- Problem to solve -
Report every line of the listing below that contains the word "wall", copying each line in full. Case counts.

- Stored rows -
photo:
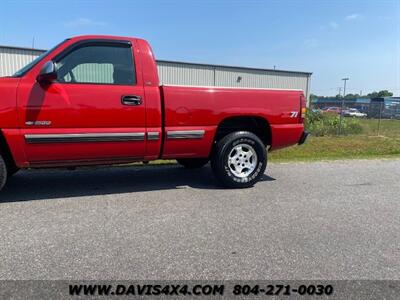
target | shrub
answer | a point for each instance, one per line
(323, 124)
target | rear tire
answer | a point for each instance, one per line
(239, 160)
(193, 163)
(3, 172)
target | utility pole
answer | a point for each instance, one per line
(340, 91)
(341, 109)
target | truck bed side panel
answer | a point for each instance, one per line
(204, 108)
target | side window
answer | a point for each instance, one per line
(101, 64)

---

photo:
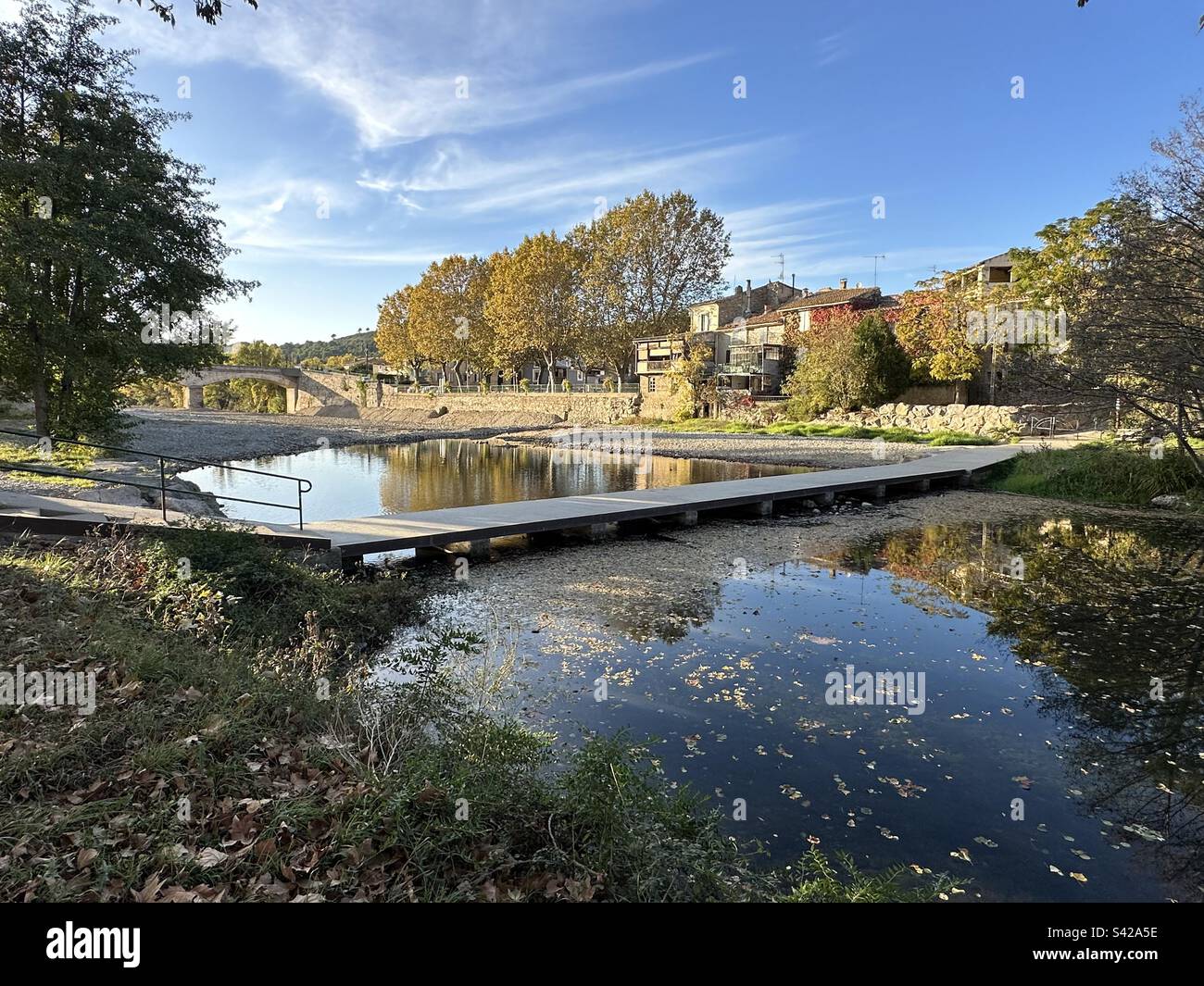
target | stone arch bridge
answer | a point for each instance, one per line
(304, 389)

==

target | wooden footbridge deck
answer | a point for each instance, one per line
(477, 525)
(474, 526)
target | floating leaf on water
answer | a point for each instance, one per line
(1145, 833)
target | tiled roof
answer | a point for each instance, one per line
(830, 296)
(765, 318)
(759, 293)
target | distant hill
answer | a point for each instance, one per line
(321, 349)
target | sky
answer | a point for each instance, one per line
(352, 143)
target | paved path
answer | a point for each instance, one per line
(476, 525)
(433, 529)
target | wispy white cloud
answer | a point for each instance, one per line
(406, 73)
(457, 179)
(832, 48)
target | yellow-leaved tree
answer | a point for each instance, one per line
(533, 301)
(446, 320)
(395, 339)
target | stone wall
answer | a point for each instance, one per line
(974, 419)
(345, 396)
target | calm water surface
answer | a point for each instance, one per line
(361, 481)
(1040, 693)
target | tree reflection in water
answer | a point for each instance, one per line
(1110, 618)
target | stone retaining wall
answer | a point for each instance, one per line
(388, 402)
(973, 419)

- Task result -
target | stone wall
target | stone retaining wall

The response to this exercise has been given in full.